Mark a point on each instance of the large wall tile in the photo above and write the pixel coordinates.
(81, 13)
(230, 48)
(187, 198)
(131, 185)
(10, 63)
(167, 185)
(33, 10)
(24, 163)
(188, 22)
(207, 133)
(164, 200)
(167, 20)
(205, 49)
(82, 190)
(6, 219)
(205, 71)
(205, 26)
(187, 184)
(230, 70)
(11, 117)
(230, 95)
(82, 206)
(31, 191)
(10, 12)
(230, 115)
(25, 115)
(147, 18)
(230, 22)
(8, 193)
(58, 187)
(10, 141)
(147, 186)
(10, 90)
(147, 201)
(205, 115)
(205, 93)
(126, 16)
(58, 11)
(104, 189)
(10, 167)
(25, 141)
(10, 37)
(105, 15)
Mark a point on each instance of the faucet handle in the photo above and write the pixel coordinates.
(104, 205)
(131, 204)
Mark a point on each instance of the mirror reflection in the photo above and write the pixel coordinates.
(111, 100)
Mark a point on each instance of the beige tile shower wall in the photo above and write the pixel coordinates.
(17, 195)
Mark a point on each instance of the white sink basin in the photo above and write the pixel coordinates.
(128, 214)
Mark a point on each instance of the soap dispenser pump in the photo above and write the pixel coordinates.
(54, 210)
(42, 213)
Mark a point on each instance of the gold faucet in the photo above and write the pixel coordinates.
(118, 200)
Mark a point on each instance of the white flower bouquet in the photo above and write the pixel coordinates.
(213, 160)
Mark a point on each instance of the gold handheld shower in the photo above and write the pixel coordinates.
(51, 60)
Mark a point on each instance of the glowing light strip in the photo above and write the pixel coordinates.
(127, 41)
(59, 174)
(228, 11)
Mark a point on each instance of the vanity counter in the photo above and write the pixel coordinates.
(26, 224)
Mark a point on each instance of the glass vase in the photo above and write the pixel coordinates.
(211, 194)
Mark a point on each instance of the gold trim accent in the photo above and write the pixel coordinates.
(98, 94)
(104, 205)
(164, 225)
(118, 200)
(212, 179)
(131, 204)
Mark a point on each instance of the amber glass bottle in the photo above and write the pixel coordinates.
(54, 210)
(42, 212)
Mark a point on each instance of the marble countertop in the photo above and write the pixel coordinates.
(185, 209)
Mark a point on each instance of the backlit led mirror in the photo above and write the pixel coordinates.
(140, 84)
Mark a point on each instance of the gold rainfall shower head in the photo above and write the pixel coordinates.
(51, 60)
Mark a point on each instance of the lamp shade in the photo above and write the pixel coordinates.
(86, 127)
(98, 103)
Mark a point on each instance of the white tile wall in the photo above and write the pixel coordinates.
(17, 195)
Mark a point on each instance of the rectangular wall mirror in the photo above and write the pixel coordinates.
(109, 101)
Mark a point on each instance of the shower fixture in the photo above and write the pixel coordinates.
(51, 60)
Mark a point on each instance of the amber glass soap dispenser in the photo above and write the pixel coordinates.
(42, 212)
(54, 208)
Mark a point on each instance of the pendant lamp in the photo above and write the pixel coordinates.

----

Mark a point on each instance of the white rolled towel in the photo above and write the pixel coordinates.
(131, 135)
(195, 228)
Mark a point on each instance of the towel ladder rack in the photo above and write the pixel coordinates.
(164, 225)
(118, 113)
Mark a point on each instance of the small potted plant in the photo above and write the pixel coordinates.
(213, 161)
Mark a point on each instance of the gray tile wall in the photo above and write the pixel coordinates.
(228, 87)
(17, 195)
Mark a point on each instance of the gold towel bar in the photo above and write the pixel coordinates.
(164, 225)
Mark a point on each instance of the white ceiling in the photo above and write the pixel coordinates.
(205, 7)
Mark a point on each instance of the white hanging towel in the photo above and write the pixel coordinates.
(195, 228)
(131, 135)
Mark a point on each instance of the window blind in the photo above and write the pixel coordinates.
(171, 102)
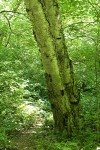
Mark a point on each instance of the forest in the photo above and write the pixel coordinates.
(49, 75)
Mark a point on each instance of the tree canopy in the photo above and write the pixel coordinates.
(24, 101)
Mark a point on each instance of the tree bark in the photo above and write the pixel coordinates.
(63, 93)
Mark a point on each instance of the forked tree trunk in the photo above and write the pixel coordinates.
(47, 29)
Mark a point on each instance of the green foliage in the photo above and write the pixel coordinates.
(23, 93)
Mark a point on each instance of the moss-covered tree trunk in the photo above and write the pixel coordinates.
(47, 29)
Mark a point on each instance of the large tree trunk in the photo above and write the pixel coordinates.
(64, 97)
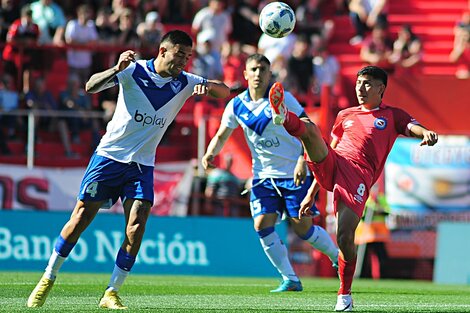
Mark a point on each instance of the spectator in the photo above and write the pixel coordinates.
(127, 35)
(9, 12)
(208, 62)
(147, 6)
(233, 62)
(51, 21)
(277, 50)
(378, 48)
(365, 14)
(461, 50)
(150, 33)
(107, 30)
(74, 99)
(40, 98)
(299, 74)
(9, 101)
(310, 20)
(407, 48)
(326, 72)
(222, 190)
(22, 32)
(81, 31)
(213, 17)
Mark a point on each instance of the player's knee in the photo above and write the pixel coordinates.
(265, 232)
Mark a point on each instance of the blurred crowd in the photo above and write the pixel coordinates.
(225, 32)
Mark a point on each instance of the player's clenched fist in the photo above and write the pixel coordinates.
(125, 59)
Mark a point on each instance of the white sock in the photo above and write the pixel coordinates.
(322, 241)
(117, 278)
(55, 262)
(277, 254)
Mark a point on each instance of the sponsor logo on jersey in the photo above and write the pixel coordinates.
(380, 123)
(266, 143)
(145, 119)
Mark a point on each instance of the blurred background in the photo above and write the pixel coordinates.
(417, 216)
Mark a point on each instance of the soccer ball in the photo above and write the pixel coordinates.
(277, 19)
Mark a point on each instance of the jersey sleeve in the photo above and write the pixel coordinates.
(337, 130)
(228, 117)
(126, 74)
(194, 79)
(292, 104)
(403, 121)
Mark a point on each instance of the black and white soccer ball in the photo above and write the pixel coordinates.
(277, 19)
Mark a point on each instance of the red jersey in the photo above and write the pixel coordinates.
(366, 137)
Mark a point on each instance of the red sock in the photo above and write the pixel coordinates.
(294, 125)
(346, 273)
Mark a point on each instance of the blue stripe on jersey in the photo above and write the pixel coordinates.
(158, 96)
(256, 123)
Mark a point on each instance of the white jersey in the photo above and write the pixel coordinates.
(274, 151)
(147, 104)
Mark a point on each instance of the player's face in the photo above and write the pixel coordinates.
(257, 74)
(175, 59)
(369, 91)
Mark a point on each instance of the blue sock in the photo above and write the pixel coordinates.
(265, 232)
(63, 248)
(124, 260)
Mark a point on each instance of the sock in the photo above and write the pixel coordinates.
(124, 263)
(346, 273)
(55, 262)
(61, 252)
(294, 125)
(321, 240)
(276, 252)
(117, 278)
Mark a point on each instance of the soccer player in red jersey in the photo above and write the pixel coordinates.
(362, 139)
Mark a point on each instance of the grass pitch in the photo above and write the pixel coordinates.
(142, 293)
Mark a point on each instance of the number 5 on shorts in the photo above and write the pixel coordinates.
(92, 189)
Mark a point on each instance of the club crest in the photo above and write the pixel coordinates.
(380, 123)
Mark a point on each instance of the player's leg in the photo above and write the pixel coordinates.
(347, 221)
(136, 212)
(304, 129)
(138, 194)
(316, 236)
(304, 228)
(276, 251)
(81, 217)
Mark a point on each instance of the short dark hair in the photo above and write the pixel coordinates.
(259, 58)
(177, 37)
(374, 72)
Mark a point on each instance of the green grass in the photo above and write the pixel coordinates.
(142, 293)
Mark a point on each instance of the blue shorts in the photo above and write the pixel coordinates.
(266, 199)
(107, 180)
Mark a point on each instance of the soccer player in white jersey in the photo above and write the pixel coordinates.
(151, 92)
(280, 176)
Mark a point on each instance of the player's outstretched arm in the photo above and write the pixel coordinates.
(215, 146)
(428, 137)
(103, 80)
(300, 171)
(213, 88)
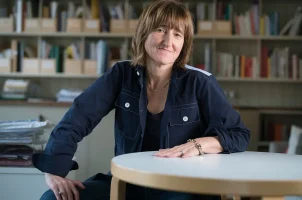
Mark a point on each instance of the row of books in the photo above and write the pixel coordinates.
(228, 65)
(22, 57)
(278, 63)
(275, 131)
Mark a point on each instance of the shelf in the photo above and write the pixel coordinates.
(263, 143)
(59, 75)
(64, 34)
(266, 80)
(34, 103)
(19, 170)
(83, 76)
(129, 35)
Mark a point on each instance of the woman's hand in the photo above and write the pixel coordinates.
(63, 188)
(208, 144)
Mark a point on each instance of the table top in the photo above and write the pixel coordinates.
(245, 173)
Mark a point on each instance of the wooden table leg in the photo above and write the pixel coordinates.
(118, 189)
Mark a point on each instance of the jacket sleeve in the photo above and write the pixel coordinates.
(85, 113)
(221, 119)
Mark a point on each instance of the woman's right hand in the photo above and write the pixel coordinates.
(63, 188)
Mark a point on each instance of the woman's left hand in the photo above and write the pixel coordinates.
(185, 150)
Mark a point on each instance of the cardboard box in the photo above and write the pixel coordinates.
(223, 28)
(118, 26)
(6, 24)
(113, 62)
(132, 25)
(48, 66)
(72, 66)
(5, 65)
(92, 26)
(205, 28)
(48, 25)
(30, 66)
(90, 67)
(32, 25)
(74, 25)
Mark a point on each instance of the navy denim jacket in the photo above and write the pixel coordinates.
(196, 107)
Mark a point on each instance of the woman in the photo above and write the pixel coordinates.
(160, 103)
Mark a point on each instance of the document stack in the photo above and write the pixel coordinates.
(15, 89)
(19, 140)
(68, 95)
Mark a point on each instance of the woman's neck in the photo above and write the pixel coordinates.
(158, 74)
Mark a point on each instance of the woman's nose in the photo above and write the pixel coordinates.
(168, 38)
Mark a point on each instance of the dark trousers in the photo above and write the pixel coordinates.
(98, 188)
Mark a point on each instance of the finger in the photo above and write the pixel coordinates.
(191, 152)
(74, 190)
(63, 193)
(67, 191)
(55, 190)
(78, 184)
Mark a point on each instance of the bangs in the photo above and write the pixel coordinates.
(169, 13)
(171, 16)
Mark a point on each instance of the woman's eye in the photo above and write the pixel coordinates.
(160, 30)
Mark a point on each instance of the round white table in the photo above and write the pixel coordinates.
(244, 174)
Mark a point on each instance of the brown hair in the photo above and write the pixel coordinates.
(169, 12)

----

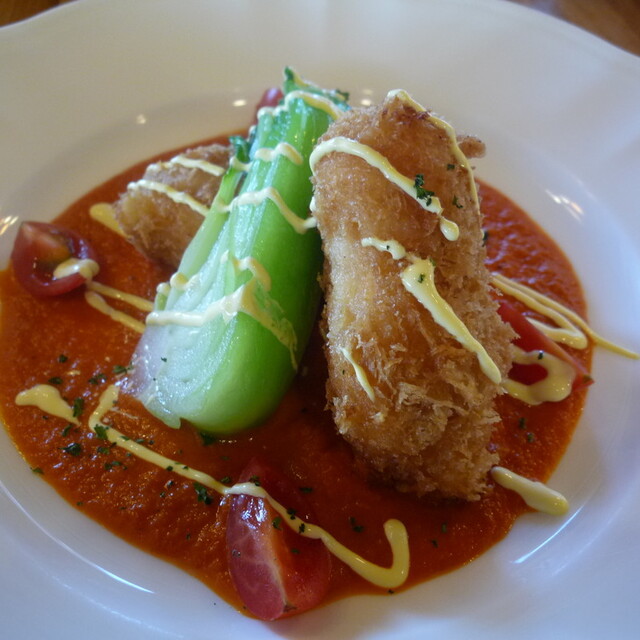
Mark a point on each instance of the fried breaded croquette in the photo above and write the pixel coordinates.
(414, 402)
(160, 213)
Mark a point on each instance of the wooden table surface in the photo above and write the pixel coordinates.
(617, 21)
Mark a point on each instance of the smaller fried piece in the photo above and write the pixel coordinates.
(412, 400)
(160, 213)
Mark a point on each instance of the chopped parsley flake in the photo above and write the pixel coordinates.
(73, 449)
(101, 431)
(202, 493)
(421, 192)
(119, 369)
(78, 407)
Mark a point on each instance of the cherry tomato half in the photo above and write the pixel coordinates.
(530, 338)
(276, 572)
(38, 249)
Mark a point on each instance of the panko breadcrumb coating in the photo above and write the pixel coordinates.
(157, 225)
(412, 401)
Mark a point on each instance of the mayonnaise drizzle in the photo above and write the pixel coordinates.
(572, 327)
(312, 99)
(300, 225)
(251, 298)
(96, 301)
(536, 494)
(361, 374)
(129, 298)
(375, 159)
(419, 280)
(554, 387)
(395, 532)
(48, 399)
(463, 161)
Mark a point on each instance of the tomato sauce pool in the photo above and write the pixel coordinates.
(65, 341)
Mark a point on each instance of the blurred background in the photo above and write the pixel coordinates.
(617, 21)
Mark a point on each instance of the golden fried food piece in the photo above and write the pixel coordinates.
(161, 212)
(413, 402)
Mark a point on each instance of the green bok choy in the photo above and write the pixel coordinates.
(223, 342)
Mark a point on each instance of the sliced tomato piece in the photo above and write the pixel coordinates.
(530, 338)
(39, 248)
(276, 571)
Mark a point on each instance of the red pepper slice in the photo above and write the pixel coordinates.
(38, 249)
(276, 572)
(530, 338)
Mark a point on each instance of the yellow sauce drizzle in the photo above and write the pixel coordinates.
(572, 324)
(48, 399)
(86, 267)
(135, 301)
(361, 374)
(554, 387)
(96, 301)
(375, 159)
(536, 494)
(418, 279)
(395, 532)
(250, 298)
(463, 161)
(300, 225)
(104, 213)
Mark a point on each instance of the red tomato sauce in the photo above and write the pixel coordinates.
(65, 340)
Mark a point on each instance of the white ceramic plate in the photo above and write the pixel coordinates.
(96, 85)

----

AIM:
List every line of the records above that contains the word "sock", treating uppercase and lowercase letters as different.

TASK ANSWER:
Mark a point on each instance of the white sock in the photo above and write the pixel coordinates.
Mark a point on each instance of the red sock in the photo above and write the pixel coordinates.
Mark a point on each instance of the blue sock in the photo above and write the pixel coordinates.
Mark a point on each instance of the sock in the photo above and write the pixel coordinates.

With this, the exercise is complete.